Direction =
Render every one of the items below as a CSV with two columns, headed "text" and "answer", with one row per item. Wrap each field in double quotes, replace line breaks with spaces, and leave out the pictures.

Data extract =
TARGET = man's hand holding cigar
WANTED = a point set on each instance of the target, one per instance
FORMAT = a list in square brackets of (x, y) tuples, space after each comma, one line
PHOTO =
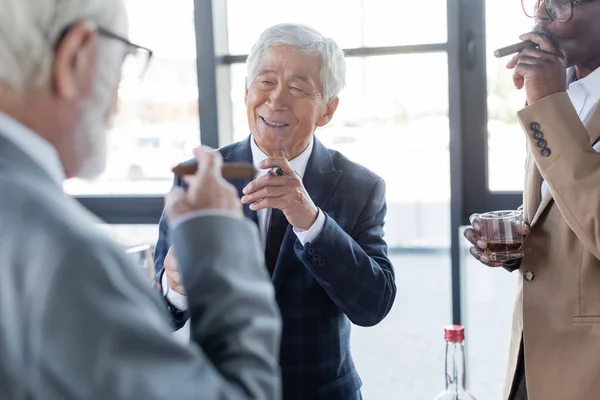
[(540, 70), (285, 192)]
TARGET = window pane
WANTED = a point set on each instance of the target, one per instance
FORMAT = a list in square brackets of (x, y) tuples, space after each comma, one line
[(398, 127), (506, 141), (132, 235), (352, 23), (157, 123), (488, 296)]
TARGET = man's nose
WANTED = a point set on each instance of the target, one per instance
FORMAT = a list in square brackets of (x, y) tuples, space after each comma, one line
[(541, 13), (278, 99)]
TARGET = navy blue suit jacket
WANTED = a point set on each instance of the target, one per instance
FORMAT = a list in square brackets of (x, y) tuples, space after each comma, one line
[(343, 276)]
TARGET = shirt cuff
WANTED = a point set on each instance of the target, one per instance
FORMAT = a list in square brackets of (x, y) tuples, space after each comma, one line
[(195, 214), (312, 232), (179, 301)]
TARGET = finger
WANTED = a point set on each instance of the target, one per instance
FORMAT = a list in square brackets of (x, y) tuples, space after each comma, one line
[(264, 181), (473, 237), (513, 61), (524, 228), (543, 41), (280, 162), (483, 258), (475, 221), (265, 192), (534, 61), (278, 203), (176, 202), (209, 162), (538, 53)]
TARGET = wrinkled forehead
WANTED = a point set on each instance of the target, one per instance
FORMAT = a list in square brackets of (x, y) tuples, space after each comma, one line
[(290, 62)]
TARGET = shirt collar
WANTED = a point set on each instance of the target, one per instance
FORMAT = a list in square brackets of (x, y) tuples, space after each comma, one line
[(32, 144), (298, 164), (591, 84)]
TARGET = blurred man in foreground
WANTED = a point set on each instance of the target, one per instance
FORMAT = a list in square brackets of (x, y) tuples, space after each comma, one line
[(77, 319)]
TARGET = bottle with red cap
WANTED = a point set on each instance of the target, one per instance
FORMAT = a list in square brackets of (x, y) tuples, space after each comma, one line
[(455, 365)]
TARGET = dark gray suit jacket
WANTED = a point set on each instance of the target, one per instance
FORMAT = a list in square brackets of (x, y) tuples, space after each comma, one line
[(78, 321)]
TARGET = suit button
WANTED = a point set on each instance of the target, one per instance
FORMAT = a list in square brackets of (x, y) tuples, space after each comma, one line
[(529, 276)]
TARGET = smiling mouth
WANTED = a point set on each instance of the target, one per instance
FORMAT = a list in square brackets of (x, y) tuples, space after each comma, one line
[(273, 123)]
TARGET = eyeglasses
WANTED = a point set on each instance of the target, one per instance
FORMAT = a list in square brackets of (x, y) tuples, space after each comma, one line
[(559, 10), (137, 58)]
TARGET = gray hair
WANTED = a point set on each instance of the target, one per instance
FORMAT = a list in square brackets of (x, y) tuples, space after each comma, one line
[(307, 40), (29, 29)]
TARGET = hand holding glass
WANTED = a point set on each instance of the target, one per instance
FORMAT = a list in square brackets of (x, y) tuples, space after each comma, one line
[(503, 232)]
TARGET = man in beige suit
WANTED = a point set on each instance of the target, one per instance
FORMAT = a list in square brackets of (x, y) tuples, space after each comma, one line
[(555, 346)]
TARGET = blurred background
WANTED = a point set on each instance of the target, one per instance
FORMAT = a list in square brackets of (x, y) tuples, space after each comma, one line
[(426, 106)]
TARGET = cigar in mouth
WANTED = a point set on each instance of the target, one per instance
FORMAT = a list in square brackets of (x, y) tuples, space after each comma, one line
[(228, 170), (513, 48)]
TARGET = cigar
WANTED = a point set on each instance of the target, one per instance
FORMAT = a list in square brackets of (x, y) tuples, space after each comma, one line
[(513, 48), (228, 170)]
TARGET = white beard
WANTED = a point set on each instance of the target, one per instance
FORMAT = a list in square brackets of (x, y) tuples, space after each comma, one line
[(90, 142), (91, 132)]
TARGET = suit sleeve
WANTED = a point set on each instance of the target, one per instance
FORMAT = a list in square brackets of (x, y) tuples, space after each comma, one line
[(355, 270), (569, 164), (105, 335)]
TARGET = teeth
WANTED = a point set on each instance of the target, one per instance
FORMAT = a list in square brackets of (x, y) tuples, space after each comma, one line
[(273, 123)]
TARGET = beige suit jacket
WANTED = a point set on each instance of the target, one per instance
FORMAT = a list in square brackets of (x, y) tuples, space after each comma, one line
[(557, 309)]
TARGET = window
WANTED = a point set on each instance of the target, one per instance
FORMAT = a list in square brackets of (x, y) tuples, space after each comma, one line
[(157, 124), (506, 141), (352, 23)]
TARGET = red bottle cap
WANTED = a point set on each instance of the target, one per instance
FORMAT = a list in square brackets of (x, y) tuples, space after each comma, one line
[(454, 333)]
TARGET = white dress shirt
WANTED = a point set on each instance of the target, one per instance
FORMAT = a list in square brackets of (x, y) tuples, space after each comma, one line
[(298, 164), (585, 95), (32, 144)]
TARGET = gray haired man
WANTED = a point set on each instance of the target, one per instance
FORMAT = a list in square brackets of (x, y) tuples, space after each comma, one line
[(77, 320)]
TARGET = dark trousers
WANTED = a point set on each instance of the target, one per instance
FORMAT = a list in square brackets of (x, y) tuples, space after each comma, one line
[(519, 387)]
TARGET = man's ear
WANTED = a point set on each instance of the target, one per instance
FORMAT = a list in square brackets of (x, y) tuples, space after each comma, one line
[(328, 111), (74, 64), (246, 89)]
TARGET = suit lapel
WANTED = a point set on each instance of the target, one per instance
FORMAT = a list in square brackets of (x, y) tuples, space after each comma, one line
[(593, 127), (533, 182), (320, 180), (242, 153)]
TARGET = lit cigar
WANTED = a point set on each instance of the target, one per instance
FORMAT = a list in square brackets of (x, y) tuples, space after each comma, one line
[(513, 48), (228, 170)]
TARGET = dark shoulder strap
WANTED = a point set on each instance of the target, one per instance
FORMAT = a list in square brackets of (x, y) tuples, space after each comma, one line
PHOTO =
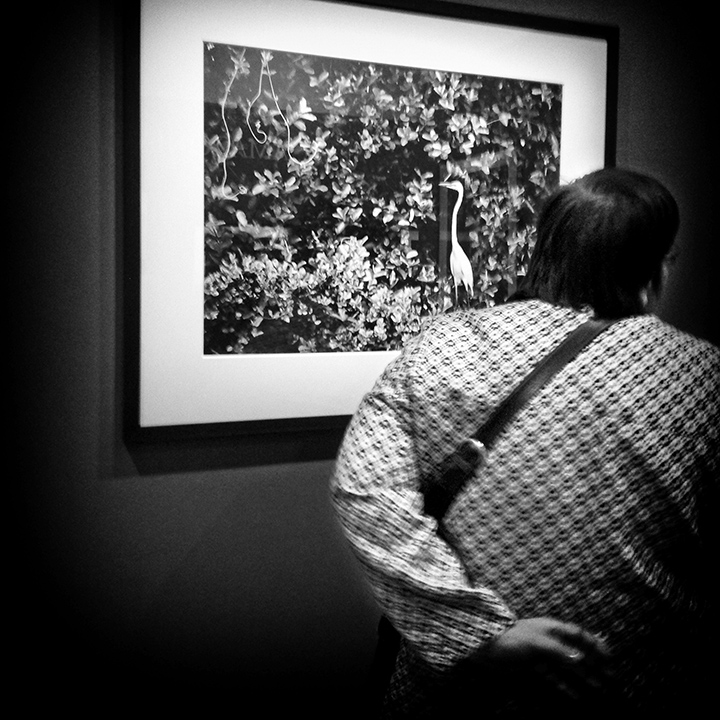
[(458, 467), (569, 348)]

Result for this exercise =
text,answer
"TARGET = man's hand holding cigar WANTED = a point set on each instance of the target, one per instance FORMAT = a list in square brackets of (x, y) tuples, space after each comma, one line PHOTO =","[(540, 70), (285, 192)]"
"TARGET = window pane WANTED = a point set on each instance of the target, one per instance FORMAT = a list in square brackets of (x, y) tuples, space after each comma, one line","[(398, 127), (506, 141), (132, 235), (352, 23), (157, 123), (488, 296)]"
"TARGET = man's nose WANTED = a point set on each instance of the target, one per instance FORMAT = a list in square brackets of (x, y) tuples, space after each comma, one line","[(541, 13), (278, 99)]"
"TARGET = navy blue suit jacket WANTED = a point set on each instance of the target, one per instance FORMAT = a list in square brackets of (x, y) tuples, space after each comma, one line","[(343, 276)]"
"TARGET = shirt cuff WANTED = a point set on each instance of the target, one per instance FORMAT = a list in square brackets of (x, y) tuples, space after each comma, one line","[(195, 214), (312, 232), (179, 301)]"
"TARGET = finger WANTED = a point set on each instance of the target, one per instance FORMAT = a list in square brackets of (x, y) tuples, space after each comma, one line","[(264, 181), (473, 237), (513, 61), (524, 228), (543, 41), (280, 162), (483, 258), (475, 221), (265, 192), (534, 61), (278, 203), (176, 202), (209, 162), (538, 53)]"
"TARGET = wrinkled forehead WANTED = a point set on each instance of the target, one per instance FORMAT = a list in square brackets of (x, y) tuples, space after each comma, one line","[(290, 62)]"
"TARGET = shirt collar WANTED = a point set on each instance of the target, one per instance FORMAT = a list in square brackets of (x, y) tuples, space after each comma, one line","[(32, 144), (298, 164), (591, 84)]"
"TARGET = blurred man in foreground WANTED = a point set on each instance of the target, one per instance FORMAT = a list in square brackets of (x, y) tuples, space after each comma, one line","[(77, 319)]"
"TARGET = bottle with red cap WANTED = a point set on each instance of the target, one per instance FORMAT = a list in square brackets of (x, y) tuples, space after each comma, one line","[(455, 365)]"
"TARGET = dark gray suit jacket WANTED = a point set on each instance of the target, one per instance FORMAT = a list in square brackets of (x, y) tuples, space after each comma, one line","[(78, 321)]"
"TARGET = suit button WANTED = a point set on each instance of the target, one per instance FORMAT = a list in square brackets of (x, y) tuples, space after each comma, one line","[(529, 276)]"
"TARGET = smiling mouth WANTED = a point set on each instance of the target, one per instance FORMAT = a list in square brackets of (x, y) tuples, space after each comma, one line","[(273, 123)]"
"TARGET = eyeglasses WANTED = a point set on each instance of the target, one per instance FORMAT = a list in square brackets of (x, y) tuples, space after each comma, one line","[(559, 10), (137, 58)]"
"TARGET = gray hair WANTED = a point set on each instance of the target, one per instance FORMAT = a list in square brackets of (x, y) tuples, space after each comma, one line","[(307, 40), (29, 29)]"
"TARGET = hand holding glass WANTED = a point set on each instance of the target, one per instance FORMAT = a list in square brackets of (x, y) tuples, space after each comma, one line","[(503, 232)]"
"TARGET = man in beige suit WANTED = a point set on each instance of the target, one per instance FORMAT = a list in square brackets of (x, y) tuples, space after each comma, one line","[(555, 346)]"
"TARGET = blurred background WANTED = a point set on each instance of the target, one per instance FORMAT = a list in square brackets of (x, y) tuples, space after each comma, one line","[(426, 106)]"
"TARGET = cigar in mouth WANTED = a point set on each instance of the target, one per instance FORMAT = a list in square brackets of (x, y) tuples, space after each comma, one line","[(228, 170), (513, 48)]"
"TARGET = cigar WANTED = a point set on each instance of the target, one per instance FORMAT = a list in square brackets of (x, y) tuples, space after each comma, one line","[(513, 48), (228, 170)]"
"TARGET = white beard WANTED = a point set on each instance of the target, one per instance FORMAT = a list in square brackets of (x, y) tuples, space after each comma, one line","[(90, 142), (91, 132)]"
"TARGET = suit sleeve WANTED = a point set on each instance of the target, one per instance FORMAT = a list in square brackets of (x, y) tuples, space after each comma, one line","[(355, 270), (569, 164), (105, 335)]"
"TARGET = teeth WANTED = a point set on each instance of the target, one per instance FORMAT = a list in square brackets of (x, y) tuples, space after each comma, one line","[(273, 123)]"
"TARGET = beige suit jacket WANTED = a point set on each instance of the target, one per instance FORMAT = a list in square brackets of (x, y) tuples, space after each comma, one line","[(557, 309)]"
"TARGET = window WANTED = a point set on each instance of the target, one per instance FORMAT = a list in square brackets of (x, y) tuples, space after each comma, one line","[(157, 124), (506, 141), (352, 23)]"
"TARGET = red bottle cap WANTED = a point set on each instance of the target, one per instance FORMAT = a list in square brackets of (x, y) tuples, space after each comma, one line","[(454, 333)]"
"TARGET = white dress shirt WANTED = a point set on each instance of the target, one per instance FORMAT = a list in square brackets of (x, y) tuples, space after each comma, one line","[(298, 164), (585, 95), (32, 144)]"
"TARGET = gray haired man WANTED = a point set on each instance of the target, one per instance FORMAT = a list in square brackets of (x, y) tuples, space after each comma, one line","[(77, 320)]"
"TARGET = dark trousers WANTED = a point set on each instance of the target, one per instance FORMAT = a list in square brackets of (x, y) tuples, space after each comma, one line","[(519, 387)]"
"TARGET = man's ear WANTED = a point set on each instance of the target, one per instance FORMAT = a list in square brackets of (x, y) tuples, space after each comma, one line","[(328, 111), (74, 64), (246, 89)]"
"TARGET = suit lapel WANTED = a point set on each instance of the target, one per instance FORMAT = a list in square brackets of (x, y) tuples, space after each comma, one line","[(593, 127), (533, 182), (320, 180), (242, 153)]"
"TARGET = lit cigar WANTED = a point set on each instance of the target, one per instance FORMAT = a list in square brackets of (x, y) tuples, space after each comma, one line","[(513, 48), (228, 170)]"
"TARGET = dark shoulder strap WANTED = a point set on each instance of the target, one per instance FORMAT = a list in square brackets of (x, y) tuples, space after each comma, one line PHOTO =","[(458, 467), (569, 348)]"